--- Excerpt ---
Under The Skin – Review

Worth seeing: if you want a brave, imaginative and creepy sci-fi thriller and put ambition ahead of clarity
Director:Jonathan Glazer
Featuring:Scarlett Johansson, Antonia Campbell-Hughes, Jeremy McWilliams, Jessica Mance, Krystof Hádek, Michael Moreland, Paul Brannigan, Scarlett Johansson, Scott Dymond, Steve Keys
Length:108 minutes
Certificate:15
Country:UK
Released:14th March 2014

WHAT’S IT ABOUT?

A mysterious young woman (Scarlett Johansson) is driving around Glasgow in a white van, apparently lost.

After eyeing up local men, she selects and stops some to ask for directions, offering the single ones lifts to wherever they’re going, on the way.

But they never reach their destination. They’re never seen again.

Their gruesome fate, at the hands of a seductive monster, almost defies explanation.

But when she has an experience that tests her resolve, she becomes a less effective predator and soon finds herself on the other end of the chase.

WHAT’S IT LIKE?

Jonathan Glazer’s adaptation of Michel Faber’s 2000 novel is as interesting for the techniques he employed as it is for its visual flair and creepy narrative.

With one of Hollywood’s biggest stars, Scarlett Johansson, hiding behind a black wig and an English accent, many of the men her character picked up were actually genuine passers-by, filmed by hidden cameras, thinking they were giving directions to a visitor from out of town.

The review can’t really be written without disclosing – as is done early on – that Johansson is playing an alien, but unlike the book of the same name, there are little clues as to why she is rounding up men. But the actress is clearly as alien to everyday Glasgow life as her character.

The scenes in which we see her disposing of her prey are as hauntingly disturbing as they are clinically beautiful and contrast effectively with the banality of Glasgow’s featureless buildings.

The screeching string sound-track adds to the unsettling nature of what we’re watching.

Watching the predator become the prey is also an interesting twist, but the narrative is so loose that the switch isn’t entirely convincing.

Johansson’s performance is necessarily and effectively blank, which frustratingly makes it hard to know who to root for and only one of the other characters is at all familiar; Paul Brannigan, from Ken Loach’s Angel’s Share, is fittingly given the most detailed demise.

It’s not an entirely successful film, but neither is it entirely unsuccessful and it’s certainly a bold and original piece of cinema.

It will unquestionably divide audiences, getting under the skin of cine-literate viewers with an appetite for disturbing science fiction drama, but getting stuck in the craw of people who require more explanation, more action or more detailed narrative.

--- Collected material ---
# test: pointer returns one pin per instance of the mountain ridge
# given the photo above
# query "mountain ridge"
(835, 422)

--- What to work on ---
A. Translate this sentence from the Under the Skin review into Spanish: "The screeching string sound-track adds to the unsettling nature of what we're watching."
B. Rewrite the Under the Skin review between "WHAT’S IT ABOUT?" and "never seen again.", inclusive, putting "blue van" in place of "white van".
The lines above aren't needed for anything here.

--- Set of answers ---
A. La chirriante banda sonora de cuerdas aumenta el carácter inquietante de lo que estamos viendo.

B.
WHAT’S IT ABOUT?

A mysterious young woman (Scarlett Johansson) is driving around Glasgow in a blue van, apparently lost.

After eyeing up local men, she selects and stops some to ask for directions, offering the single ones lifts to wherever they’re going, on the way.

But they never reach their destination. They’re never seen again.